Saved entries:
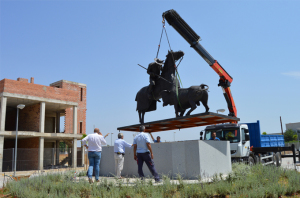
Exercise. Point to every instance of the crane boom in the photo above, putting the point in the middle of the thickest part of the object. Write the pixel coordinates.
(173, 18)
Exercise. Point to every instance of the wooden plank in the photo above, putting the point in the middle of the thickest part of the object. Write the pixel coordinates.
(201, 119)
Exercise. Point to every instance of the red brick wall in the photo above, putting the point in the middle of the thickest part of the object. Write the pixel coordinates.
(22, 79)
(27, 156)
(1, 86)
(30, 89)
(81, 109)
(10, 119)
(29, 118)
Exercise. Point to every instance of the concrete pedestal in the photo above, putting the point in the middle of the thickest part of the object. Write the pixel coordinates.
(190, 159)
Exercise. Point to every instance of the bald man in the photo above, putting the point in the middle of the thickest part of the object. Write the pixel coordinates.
(94, 147)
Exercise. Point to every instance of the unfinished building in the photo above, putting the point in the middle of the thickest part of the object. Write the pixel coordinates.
(39, 124)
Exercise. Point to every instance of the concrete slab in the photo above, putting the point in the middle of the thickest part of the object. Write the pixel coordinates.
(190, 159)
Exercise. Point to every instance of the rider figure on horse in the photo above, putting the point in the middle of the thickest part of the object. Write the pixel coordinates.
(153, 70)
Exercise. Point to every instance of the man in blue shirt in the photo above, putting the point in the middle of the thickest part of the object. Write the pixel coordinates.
(157, 139)
(143, 153)
(119, 149)
(214, 137)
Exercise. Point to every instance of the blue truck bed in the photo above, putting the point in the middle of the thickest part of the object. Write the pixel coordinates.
(258, 140)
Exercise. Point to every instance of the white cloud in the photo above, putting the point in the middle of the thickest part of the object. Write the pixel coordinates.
(294, 74)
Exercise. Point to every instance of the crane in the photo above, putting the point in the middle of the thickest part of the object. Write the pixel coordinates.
(174, 19)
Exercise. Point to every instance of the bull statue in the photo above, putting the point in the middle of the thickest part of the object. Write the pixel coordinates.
(187, 98)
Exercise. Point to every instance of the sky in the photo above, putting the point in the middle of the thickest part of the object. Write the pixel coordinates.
(100, 43)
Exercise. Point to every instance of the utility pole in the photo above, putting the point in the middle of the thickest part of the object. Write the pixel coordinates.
(281, 126)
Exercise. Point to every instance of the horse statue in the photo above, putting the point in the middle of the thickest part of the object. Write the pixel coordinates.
(167, 81)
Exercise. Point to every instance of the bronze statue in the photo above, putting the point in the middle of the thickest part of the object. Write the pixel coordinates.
(165, 81)
(187, 98)
(154, 73)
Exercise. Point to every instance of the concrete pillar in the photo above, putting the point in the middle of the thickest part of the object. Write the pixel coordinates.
(74, 153)
(1, 151)
(2, 113)
(75, 119)
(57, 122)
(42, 117)
(57, 152)
(41, 154)
(82, 155)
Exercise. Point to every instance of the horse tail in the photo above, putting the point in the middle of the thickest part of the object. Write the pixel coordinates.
(202, 86)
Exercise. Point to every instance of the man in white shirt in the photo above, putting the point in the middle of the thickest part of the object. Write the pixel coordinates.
(142, 152)
(119, 149)
(95, 142)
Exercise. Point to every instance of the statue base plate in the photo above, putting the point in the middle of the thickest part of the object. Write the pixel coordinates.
(196, 120)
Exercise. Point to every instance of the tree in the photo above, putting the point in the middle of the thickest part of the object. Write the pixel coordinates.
(289, 135)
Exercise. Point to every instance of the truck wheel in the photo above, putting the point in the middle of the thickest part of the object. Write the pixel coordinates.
(251, 161)
(278, 159)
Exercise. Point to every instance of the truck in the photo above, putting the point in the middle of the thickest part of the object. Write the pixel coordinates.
(246, 142)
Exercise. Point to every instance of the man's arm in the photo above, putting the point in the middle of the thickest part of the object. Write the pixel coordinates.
(103, 141)
(84, 140)
(134, 151)
(150, 149)
(106, 135)
(151, 137)
(127, 144)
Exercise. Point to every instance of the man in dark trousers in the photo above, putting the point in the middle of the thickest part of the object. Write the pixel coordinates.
(143, 153)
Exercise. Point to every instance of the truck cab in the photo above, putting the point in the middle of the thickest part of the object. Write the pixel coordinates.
(237, 134)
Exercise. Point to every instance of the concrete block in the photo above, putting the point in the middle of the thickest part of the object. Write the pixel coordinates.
(190, 159)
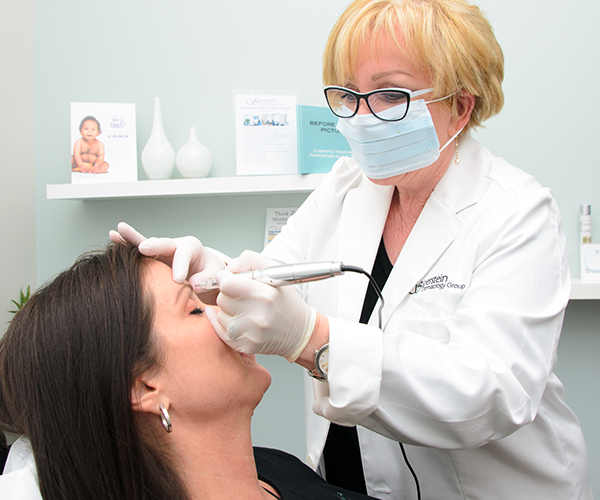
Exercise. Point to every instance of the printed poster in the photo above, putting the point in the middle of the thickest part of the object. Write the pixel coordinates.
(276, 219)
(266, 140)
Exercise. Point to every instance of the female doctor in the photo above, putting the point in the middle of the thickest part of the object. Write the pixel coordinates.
(470, 255)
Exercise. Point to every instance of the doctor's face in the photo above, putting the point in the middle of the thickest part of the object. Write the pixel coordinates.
(381, 64)
(201, 375)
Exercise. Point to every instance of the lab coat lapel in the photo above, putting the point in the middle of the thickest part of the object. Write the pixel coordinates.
(361, 225)
(436, 227)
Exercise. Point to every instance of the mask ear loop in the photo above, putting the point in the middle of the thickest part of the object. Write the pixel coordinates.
(457, 159)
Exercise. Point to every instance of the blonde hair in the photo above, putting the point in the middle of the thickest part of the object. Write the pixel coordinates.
(450, 41)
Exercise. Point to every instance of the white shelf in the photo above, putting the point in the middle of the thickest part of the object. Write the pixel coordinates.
(224, 186)
(210, 186)
(585, 290)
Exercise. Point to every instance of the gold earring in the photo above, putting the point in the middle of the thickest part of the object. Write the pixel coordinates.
(165, 418)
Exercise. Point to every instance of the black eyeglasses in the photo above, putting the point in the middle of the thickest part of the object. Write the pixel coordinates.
(390, 105)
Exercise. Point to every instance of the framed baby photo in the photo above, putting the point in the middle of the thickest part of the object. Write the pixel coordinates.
(103, 143)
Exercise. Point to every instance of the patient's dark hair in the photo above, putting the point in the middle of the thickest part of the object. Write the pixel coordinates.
(67, 365)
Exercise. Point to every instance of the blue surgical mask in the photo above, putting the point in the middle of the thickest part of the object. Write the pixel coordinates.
(385, 149)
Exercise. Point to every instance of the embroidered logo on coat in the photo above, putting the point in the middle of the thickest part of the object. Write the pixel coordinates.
(439, 282)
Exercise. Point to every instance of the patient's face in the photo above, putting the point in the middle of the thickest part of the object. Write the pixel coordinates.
(201, 374)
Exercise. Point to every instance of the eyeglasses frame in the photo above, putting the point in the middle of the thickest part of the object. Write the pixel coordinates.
(408, 93)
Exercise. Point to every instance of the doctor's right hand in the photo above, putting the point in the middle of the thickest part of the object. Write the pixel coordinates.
(188, 258)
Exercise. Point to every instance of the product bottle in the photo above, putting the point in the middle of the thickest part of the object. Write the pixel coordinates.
(585, 217)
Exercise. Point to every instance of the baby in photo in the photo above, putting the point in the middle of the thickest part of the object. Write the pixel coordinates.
(88, 151)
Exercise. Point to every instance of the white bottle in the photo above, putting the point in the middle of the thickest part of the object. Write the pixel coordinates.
(585, 218)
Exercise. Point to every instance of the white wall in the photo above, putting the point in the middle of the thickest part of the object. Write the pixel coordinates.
(17, 153)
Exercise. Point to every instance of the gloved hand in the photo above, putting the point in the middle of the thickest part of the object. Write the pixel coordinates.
(258, 318)
(188, 258)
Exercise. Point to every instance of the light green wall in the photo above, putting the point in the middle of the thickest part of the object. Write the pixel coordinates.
(17, 145)
(193, 54)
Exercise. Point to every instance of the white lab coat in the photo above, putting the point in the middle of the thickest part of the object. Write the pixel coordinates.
(462, 370)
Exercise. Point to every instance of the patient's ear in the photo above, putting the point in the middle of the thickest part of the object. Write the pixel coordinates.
(146, 396)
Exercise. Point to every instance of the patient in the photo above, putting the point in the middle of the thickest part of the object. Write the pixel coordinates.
(116, 380)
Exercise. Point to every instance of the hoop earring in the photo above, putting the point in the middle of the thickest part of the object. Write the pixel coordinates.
(165, 418)
(457, 159)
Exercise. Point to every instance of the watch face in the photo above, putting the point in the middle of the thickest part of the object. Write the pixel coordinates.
(323, 361)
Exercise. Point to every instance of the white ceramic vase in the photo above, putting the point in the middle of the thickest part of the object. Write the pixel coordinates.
(194, 159)
(158, 156)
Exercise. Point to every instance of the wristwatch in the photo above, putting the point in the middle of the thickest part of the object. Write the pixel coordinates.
(321, 368)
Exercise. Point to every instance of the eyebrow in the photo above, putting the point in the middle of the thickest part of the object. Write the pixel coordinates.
(185, 286)
(379, 76)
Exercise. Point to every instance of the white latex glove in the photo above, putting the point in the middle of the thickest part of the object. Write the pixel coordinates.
(188, 258)
(258, 318)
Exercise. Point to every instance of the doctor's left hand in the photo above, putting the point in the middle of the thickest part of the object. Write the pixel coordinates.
(258, 318)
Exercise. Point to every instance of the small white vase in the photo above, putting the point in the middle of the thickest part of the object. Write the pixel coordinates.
(194, 159)
(158, 156)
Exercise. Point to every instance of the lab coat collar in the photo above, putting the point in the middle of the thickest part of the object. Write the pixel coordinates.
(437, 225)
(365, 211)
(19, 479)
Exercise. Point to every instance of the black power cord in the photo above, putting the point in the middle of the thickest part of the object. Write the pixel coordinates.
(354, 269)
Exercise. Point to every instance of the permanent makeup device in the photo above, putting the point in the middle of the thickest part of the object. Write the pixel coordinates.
(288, 274)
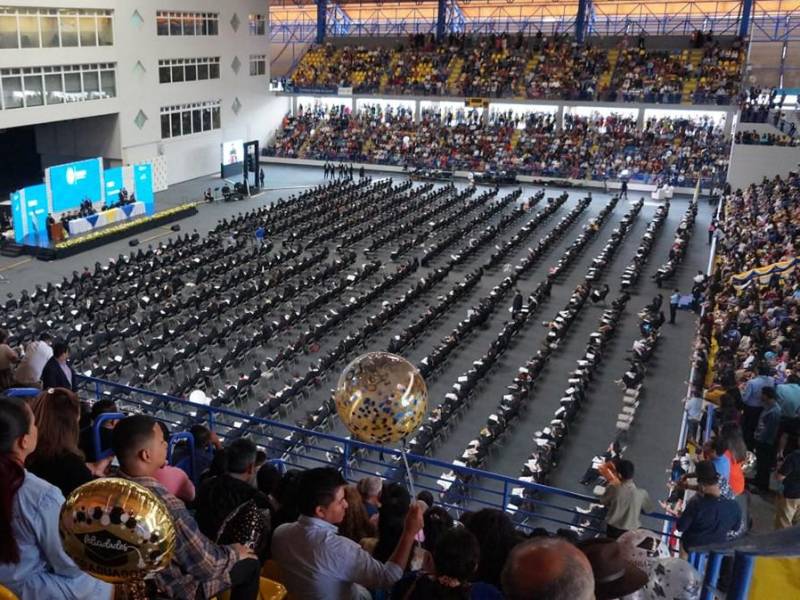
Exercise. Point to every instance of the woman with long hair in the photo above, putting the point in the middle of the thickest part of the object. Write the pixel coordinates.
(356, 524)
(57, 458)
(456, 559)
(33, 563)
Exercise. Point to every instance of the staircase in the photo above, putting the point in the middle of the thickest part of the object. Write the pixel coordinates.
(690, 85)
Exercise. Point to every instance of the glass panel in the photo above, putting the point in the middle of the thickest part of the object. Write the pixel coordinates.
(108, 83)
(186, 121)
(12, 92)
(8, 31)
(69, 30)
(105, 31)
(33, 90)
(162, 25)
(176, 124)
(188, 25)
(197, 121)
(72, 87)
(175, 25)
(49, 25)
(29, 31)
(55, 89)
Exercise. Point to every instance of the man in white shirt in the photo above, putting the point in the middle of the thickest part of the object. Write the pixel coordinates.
(318, 564)
(37, 353)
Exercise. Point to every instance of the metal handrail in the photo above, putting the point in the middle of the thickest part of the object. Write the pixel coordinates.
(351, 447)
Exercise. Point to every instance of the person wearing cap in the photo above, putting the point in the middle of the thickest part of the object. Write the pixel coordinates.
(614, 576)
(625, 502)
(708, 517)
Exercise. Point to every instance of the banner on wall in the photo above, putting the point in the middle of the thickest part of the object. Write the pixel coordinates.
(72, 183)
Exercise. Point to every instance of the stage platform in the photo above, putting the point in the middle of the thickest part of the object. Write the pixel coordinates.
(41, 247)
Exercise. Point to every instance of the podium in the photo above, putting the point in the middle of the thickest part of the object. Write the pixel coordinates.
(56, 231)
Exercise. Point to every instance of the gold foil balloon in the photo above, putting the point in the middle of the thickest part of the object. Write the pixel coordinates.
(381, 398)
(117, 530)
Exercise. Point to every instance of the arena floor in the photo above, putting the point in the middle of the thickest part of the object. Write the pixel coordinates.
(653, 437)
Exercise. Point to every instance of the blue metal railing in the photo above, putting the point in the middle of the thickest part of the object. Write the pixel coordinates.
(458, 487)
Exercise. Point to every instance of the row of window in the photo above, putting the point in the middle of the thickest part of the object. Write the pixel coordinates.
(38, 86)
(175, 70)
(55, 28)
(186, 119)
(174, 23)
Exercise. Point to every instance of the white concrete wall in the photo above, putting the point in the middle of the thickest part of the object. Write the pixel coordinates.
(187, 156)
(750, 164)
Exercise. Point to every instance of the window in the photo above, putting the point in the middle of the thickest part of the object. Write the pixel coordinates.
(258, 24)
(175, 70)
(258, 64)
(178, 23)
(37, 86)
(188, 119)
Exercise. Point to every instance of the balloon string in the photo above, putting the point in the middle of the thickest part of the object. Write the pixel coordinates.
(408, 470)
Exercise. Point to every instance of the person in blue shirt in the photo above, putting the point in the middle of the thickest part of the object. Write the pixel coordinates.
(766, 438)
(751, 396)
(33, 563)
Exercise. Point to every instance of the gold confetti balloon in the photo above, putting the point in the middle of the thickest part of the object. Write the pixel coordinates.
(381, 398)
(117, 530)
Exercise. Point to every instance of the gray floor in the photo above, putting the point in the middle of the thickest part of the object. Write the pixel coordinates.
(655, 432)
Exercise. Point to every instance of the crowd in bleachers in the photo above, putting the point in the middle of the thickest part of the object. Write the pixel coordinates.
(745, 354)
(670, 150)
(536, 67)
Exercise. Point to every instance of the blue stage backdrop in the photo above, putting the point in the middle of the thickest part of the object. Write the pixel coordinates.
(114, 183)
(29, 213)
(73, 183)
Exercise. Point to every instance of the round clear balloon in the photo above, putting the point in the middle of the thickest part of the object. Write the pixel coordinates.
(381, 398)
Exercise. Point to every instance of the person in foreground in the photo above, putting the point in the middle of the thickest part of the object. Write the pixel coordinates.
(318, 564)
(33, 563)
(547, 569)
(199, 569)
(456, 559)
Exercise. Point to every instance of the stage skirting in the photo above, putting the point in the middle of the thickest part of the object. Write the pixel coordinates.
(106, 217)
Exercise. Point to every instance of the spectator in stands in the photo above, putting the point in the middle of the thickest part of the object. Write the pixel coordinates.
(708, 518)
(625, 502)
(395, 503)
(787, 512)
(356, 524)
(8, 358)
(233, 491)
(57, 458)
(86, 438)
(437, 522)
(206, 443)
(766, 439)
(318, 564)
(57, 370)
(33, 563)
(456, 559)
(199, 568)
(496, 535)
(370, 489)
(547, 569)
(37, 353)
(174, 480)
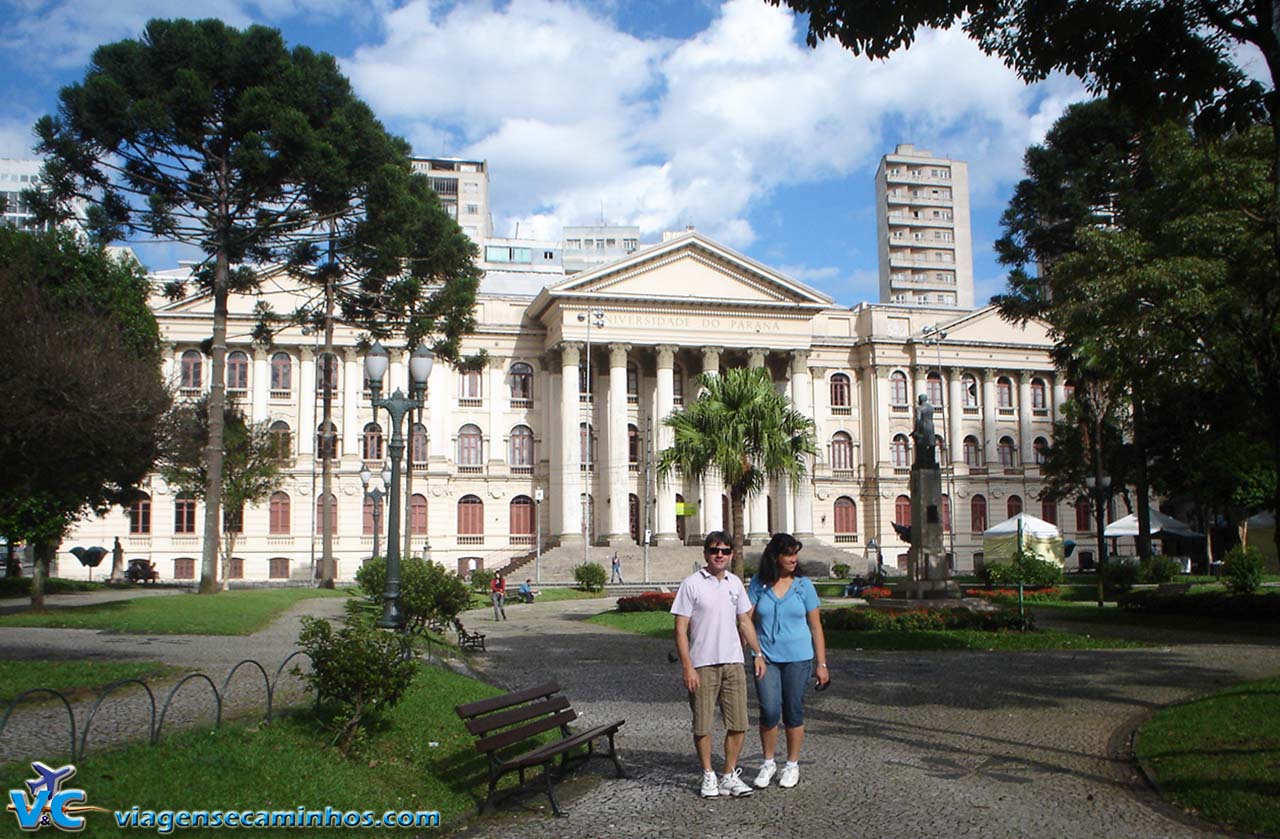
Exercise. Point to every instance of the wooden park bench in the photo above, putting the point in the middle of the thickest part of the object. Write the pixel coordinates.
(507, 723)
(469, 641)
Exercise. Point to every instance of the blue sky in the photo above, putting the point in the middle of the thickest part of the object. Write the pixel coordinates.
(663, 113)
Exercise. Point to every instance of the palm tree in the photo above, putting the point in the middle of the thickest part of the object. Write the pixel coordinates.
(743, 429)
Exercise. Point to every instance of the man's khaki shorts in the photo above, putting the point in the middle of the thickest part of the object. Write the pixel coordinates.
(723, 685)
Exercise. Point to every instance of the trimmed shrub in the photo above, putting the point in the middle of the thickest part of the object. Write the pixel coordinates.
(1242, 569)
(648, 602)
(590, 577)
(357, 667)
(1159, 569)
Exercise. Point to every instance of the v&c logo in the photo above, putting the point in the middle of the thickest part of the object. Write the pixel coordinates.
(45, 802)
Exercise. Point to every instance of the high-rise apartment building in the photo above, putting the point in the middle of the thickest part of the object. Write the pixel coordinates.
(922, 226)
(464, 190)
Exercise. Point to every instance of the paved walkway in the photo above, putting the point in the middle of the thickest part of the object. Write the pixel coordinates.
(41, 730)
(901, 744)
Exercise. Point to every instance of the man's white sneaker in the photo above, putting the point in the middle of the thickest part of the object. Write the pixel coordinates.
(734, 785)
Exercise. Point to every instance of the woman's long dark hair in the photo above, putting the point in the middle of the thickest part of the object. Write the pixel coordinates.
(778, 545)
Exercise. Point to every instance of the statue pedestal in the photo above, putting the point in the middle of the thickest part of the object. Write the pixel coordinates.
(927, 560)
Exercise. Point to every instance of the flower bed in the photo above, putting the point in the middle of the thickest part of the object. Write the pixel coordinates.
(648, 602)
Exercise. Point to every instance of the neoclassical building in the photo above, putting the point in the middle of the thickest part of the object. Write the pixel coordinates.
(553, 441)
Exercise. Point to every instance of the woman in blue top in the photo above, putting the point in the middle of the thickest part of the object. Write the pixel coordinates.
(785, 610)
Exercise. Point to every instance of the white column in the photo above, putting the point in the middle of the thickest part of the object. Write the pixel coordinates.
(988, 416)
(955, 410)
(1025, 454)
(570, 479)
(801, 395)
(305, 434)
(758, 505)
(616, 466)
(260, 383)
(666, 491)
(709, 513)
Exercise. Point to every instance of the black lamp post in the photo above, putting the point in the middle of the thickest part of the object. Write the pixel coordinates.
(397, 406)
(376, 496)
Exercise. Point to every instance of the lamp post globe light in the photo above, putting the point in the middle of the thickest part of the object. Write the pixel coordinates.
(376, 496)
(397, 405)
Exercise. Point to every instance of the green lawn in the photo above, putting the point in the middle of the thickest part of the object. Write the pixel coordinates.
(662, 625)
(421, 758)
(69, 676)
(1220, 756)
(237, 612)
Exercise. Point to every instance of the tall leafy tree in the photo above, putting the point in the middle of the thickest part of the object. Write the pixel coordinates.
(250, 151)
(744, 431)
(81, 377)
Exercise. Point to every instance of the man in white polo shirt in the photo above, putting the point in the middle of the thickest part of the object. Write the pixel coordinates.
(712, 620)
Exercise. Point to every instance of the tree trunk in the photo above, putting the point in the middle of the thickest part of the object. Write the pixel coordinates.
(216, 429)
(737, 504)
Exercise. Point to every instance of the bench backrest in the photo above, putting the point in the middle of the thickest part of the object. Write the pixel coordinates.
(512, 717)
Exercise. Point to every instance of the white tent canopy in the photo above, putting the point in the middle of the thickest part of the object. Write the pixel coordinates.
(1160, 525)
(1040, 537)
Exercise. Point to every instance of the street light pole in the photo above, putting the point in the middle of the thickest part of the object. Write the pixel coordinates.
(397, 406)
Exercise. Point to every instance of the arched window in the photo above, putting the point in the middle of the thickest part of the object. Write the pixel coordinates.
(373, 514)
(417, 514)
(841, 393)
(371, 443)
(521, 447)
(470, 446)
(140, 514)
(192, 370)
(841, 451)
(586, 445)
(897, 395)
(334, 441)
(282, 375)
(1040, 401)
(278, 514)
(184, 514)
(282, 441)
(632, 447)
(933, 384)
(521, 515)
(1083, 515)
(417, 450)
(332, 513)
(899, 448)
(471, 387)
(1005, 448)
(1004, 392)
(470, 515)
(521, 383)
(327, 373)
(846, 516)
(903, 511)
(237, 372)
(978, 515)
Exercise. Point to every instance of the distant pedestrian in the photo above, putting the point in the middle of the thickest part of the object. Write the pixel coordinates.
(498, 591)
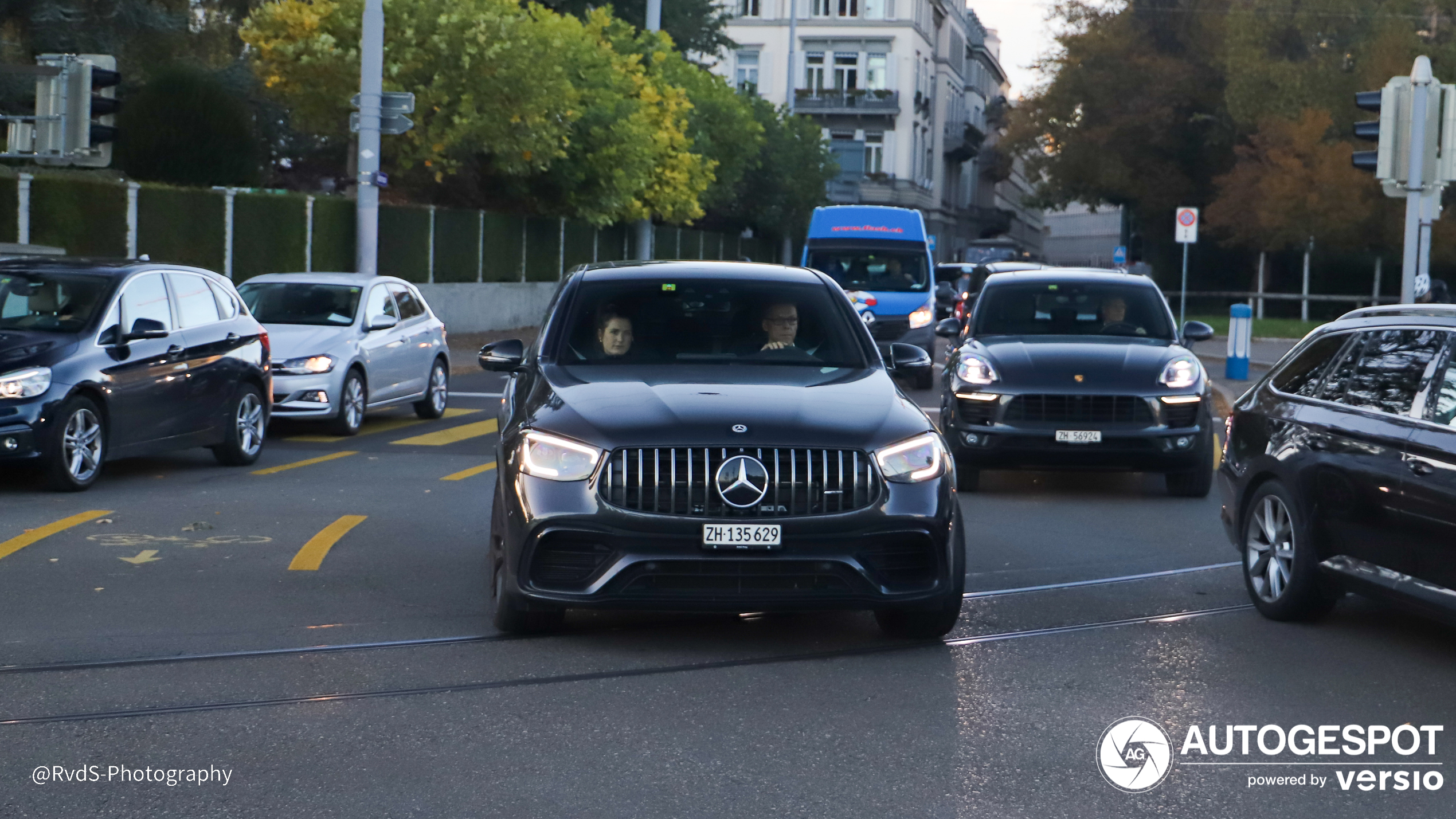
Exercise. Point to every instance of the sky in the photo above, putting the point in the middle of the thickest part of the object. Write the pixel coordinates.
(1026, 37)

*What you will do*. Leaving out all pictures, print exactly the lines above from the one containing "Exercise. Point to every instance of the distant" through the last line of the entries.

*Written solution*.
Exercise. Point to every instance of the distant pedestrian in the photo above, putting the point in the middle of the thickest part of the object. Write the pixel coordinates.
(498, 591)
Exercise. Point to every instance of the sky in the photo above, putting the point in the middle of the thickest part of the object. Write the pixel coordinates.
(1026, 37)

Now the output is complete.